**DIRECTIONS FOR THIS TASK**:
Copy out every line of the data below word for word.

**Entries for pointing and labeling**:
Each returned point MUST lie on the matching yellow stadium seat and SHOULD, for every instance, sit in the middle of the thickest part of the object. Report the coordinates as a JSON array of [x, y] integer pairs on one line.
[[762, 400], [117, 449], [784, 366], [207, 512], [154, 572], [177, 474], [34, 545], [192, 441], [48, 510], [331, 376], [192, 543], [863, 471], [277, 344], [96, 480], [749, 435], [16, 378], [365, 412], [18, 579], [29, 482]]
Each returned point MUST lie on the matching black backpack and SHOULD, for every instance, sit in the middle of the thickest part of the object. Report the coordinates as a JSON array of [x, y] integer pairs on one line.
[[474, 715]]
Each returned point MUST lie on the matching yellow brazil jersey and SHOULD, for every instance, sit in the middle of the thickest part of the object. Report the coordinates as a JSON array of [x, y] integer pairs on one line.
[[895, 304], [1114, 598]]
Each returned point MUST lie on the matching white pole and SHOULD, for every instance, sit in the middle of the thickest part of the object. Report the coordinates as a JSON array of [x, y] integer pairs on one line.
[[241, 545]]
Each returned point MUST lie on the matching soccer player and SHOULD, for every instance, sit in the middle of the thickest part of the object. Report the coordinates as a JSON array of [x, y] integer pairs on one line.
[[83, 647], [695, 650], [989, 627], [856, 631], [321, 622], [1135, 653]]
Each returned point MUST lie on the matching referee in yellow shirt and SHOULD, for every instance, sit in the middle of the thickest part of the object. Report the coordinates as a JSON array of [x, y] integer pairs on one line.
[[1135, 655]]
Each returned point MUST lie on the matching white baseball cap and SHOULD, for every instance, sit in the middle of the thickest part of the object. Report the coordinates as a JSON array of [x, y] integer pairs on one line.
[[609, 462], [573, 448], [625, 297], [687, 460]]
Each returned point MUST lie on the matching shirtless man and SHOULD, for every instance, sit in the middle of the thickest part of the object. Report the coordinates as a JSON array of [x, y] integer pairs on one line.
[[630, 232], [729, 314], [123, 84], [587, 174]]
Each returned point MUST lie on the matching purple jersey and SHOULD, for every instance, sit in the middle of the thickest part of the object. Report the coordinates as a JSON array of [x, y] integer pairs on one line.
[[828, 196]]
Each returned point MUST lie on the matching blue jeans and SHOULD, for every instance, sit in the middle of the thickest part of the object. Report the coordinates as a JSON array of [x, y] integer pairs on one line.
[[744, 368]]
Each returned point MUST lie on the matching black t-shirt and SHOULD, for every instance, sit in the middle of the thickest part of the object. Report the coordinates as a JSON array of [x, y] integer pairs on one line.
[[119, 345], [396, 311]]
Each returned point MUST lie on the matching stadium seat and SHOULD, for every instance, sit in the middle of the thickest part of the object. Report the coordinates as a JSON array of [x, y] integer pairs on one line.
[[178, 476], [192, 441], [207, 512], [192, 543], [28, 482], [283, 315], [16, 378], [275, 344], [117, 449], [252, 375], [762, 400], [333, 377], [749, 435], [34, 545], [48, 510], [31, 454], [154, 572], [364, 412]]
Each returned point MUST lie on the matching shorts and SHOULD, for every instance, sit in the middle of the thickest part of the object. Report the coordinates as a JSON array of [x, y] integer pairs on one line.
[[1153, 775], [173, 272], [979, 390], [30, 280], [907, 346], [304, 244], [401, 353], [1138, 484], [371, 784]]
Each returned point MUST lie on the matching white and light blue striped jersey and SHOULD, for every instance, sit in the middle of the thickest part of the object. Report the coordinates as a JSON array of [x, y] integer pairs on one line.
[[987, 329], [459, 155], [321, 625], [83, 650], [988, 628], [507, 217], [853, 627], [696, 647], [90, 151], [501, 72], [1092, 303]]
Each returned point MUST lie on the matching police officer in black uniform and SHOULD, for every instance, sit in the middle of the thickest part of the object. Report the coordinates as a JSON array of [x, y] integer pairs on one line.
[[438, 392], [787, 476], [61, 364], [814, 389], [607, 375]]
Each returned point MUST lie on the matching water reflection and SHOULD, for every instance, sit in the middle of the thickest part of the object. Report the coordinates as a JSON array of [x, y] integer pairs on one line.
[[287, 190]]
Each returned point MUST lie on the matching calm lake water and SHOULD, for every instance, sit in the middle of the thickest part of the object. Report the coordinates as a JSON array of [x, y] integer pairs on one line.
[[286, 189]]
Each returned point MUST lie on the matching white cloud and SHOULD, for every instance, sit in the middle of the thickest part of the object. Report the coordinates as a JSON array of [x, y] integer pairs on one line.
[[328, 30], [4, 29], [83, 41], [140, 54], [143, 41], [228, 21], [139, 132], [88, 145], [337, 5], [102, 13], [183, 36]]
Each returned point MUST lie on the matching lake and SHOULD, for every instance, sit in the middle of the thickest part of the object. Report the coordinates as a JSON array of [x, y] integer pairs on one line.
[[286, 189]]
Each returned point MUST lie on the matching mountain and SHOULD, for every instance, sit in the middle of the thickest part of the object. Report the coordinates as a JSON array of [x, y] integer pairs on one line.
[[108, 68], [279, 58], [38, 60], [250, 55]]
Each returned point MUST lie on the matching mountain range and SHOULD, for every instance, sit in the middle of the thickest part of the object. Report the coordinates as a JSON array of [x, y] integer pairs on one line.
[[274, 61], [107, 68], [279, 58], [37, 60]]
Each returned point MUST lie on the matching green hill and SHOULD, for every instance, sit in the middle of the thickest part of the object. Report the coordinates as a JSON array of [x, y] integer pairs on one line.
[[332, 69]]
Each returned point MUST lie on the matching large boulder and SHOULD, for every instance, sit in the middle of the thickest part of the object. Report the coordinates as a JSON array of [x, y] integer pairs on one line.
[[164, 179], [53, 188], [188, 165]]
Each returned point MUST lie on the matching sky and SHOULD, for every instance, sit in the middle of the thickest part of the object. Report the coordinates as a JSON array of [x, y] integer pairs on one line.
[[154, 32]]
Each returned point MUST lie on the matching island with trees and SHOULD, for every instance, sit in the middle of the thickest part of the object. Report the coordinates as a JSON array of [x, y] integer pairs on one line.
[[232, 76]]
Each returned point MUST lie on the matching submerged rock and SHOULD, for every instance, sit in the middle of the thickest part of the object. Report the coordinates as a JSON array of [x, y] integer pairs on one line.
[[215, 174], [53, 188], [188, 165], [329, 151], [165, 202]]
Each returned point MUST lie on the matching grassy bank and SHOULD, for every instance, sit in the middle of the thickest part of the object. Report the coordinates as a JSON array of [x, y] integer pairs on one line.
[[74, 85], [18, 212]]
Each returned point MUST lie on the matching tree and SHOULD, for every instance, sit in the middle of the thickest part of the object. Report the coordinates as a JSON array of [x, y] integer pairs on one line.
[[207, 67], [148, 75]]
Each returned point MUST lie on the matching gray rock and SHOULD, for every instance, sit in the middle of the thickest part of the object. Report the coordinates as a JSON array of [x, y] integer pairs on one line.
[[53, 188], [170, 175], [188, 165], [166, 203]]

**OUTPUT FOR THIS EXERCISE**:
Each returned point MUST lie on the matching yellow stadium seat and SHOULD, for every instance, sit in the middle of the thickest part of the object. Report the coordinates as a JSON array of [x, y] integer pairs on one line.
[[762, 400], [117, 449], [784, 366], [207, 512], [154, 572], [177, 474], [34, 545], [192, 441], [48, 510], [331, 376], [192, 543], [863, 471], [277, 344], [96, 480], [749, 435], [16, 378], [365, 412], [18, 579], [29, 482]]
Each returned point MUST lie on the matching black backpack and SHOULD, for every instance, sit in the middle of the thickest part of the object. Report the coordinates as a JSON array of [x, y] integer pairs on one line.
[[474, 715]]
Each returned point MUST lie on the matching yellow brazil jersey and SHOULD, for every instance, sit in the middle of the thickest part of the object. Report the coordinates as a JSON array of [x, y] integer pairs on one line.
[[895, 304], [1114, 598]]
Each returned point MUST lie on the matching white pole and SHOULD, for every instance, sit in the middle of the thickest part of the object. Report the coordinates as a JSON array of [x, y] integer pairs on one line.
[[241, 545]]
Each returned point MUST lie on the matching soccer player and SHOULD, for every instance, sit in the middle of the thickest part of the object. Report the coordinates as a JSON array of [x, y] integer pairs on one line.
[[83, 647], [695, 650], [989, 627], [856, 631], [321, 622], [1135, 653]]
Each returned point MUST lie on the matching referee in yellow shirt and SHOULD, for every instance, sit in the middle of the thickest part of the object. Report the coordinates as a JSON array of [x, y] integer pairs on one line.
[[1135, 655]]
Each returned point MUST lie on the matching white baseball cap and SHOULD, for every instance, sit in the middle of the thickest part of the object. Report the coordinates as a JSON array of [x, y] integer pairs on one line.
[[609, 462], [573, 448], [625, 297], [687, 460]]
Each returned point MUST lie on the matching shirtless man and SHOULD, for every instance, sit in the middle of the thickest part of the object. Report the coordinates as a JSON array of [x, y] integer pairs on one line.
[[630, 232], [729, 314], [123, 84], [587, 174]]
Each returned point MUST lie on the matching purple jersey and SHOULD, for every instance, sit in the middle of the thickest part of the object. Report the coordinates as a JSON array of [x, y] integer pairs on one line.
[[828, 196]]
Each returned point MUST lie on the matching blue jeans and SHOULD, for every instance, sit in the middle of the thickest part of the object. Report the coordinates as a JSON array of [x, y] integer pairs on one line.
[[744, 368]]
Each returned point MUST lie on the matching black t-shirt and SHOULD, for every instance, sit in the middle of the thickest part of the object. Report the coordinates as a JSON array of [x, y] integer pairs on one line.
[[119, 345], [396, 311]]
Each returned point MUST lie on the matching stadium seat and SHOULD, for every instance, sit in the middle of the thickest part of the object. Report the coordinates as a JSON array of [x, y] integer pairs on one line.
[[178, 476], [192, 441], [207, 512], [192, 543], [28, 482], [283, 315], [16, 378], [275, 344], [117, 449], [252, 375], [762, 400], [333, 377], [749, 435], [34, 545], [48, 510], [31, 454], [154, 572], [364, 412]]
Each returned point MUST lie on the matching shorts and SHOULD, for every instance, sit in the middle of the thickest part of the object. Report the coordinates as a JSON array of [x, y] integer pairs on one line.
[[1153, 775], [173, 272], [979, 390], [30, 280], [907, 346], [304, 244], [401, 353], [1138, 484], [371, 784]]
Each returned point MUST lie on the matching white and light blue striped jersey and SHOULD, for every instance, sit in the middle of the thickest part of the object. Report the coordinates as a JSON array of [x, y] integer pairs on one line.
[[987, 329], [459, 155], [321, 625], [83, 650], [988, 628], [507, 217], [853, 627], [696, 647], [90, 151], [501, 72], [1092, 303]]
Each returned point MUST lie on the matching police officer in black uniform and SHOULD, for every instance, sit in the middle of the thickest part of the object. Report the coordinates as a JSON array of [x, y] integer pairs on one line.
[[438, 392], [787, 476], [61, 364], [814, 389], [607, 375]]
Each returned point MUST lie on the matching water reflection and SHOULD, for every instance, sit in the middle of the thickest part of the object. Report the coordinates as a JSON array of [x, y] integer pairs on one line.
[[287, 190]]
Each returned point MUST lie on the matching calm lake water and SHOULD, for every instance, sit in the middle of the thickest part of the object. Report the coordinates as a JSON array of [x, y] integer pairs on one line.
[[286, 189]]
Each returned point MUST lie on the matching white cloud and SHOULD, for every instance, sit in the middle of the thickest part of the object. Report the coordinates as a JSON array of [x, y] integer pairs on one line.
[[328, 30], [4, 29], [83, 41], [140, 54], [143, 41], [228, 21], [139, 132], [88, 145], [337, 5], [102, 13], [183, 36]]
Each returned point MUST lie on the matching lake and SHOULD, for every instance, sit in the middle of the thickest part of the object. Report the coordinates as a JSON array of [x, y] integer pairs on one line.
[[286, 189]]
Each returned point MUST lie on the matching mountain and SHOULD, for every instance, sit in the middle of the thickest part of the object. Report the coordinates as a JSON array of [x, y] integer pairs on one line.
[[108, 68], [279, 58], [38, 60], [250, 55]]
Each returned point MUST lie on the matching mountain range and SHOULD, for every instance, sit in the middle of the thickest part of the object. Report the coordinates as a JSON array of [x, y] integer pairs on one line.
[[274, 61], [107, 68], [279, 58], [37, 60]]
Each returned point MUST lie on the matching green hill and SHOULD, for every instance, sit in the middle of the thickest part of the object. Report the coordinates as a JSON array of [x, y] integer pairs on one line.
[[332, 69]]
Each returned point MUST lie on the matching large boulder and SHOULD, for every instance, sit in the middle of the thickest part of the object. Report the coordinates as a JSON array of [x, y] integer pairs on one line.
[[164, 179], [53, 188], [188, 165]]
Each returned point MUST lie on the matching sky and SHOULD, for every instance, sit in the middle of the thickest part of the object. Report the coordinates as a JSON array of [x, y] integer pairs on one line.
[[154, 32]]
Each returned point MUST lie on the matching island with trees and SHOULD, for every instance, sit in the middle of the thickest part of the object. Report the coordinates as a JSON array of [x, y] integer pairs on one line.
[[232, 76]]
Each returned point MUST lie on the matching submerged rock and SHOULD, for every instance, sit in the middle of the thickest part of the object. Report the coordinates as a JSON array of [x, y] integer pairs on one line.
[[215, 174], [53, 188], [188, 165], [329, 151], [165, 202]]
Each returned point MUST lie on the matching grassy bank and SHOULD, for every instance, sit in the middle of the thickest part of the object. Report the coordinates as a JSON array of [x, y] integer pairs on one line.
[[74, 85], [18, 212]]
Each returned point MUST lie on the matching tree and SHOULD, for every instance, sit in the middle of the thickest part of the object. Report the coordinates as a JSON array of [x, y] integer pairs on one line.
[[207, 67], [148, 75]]
Each returned point MUST lie on the matching gray rock and SHOULD, for every instance, sit in the middle of the thickest part of the object. Report the coordinates as a JSON array of [x, y] integer pairs on one line.
[[53, 188], [170, 175], [188, 165], [166, 203]]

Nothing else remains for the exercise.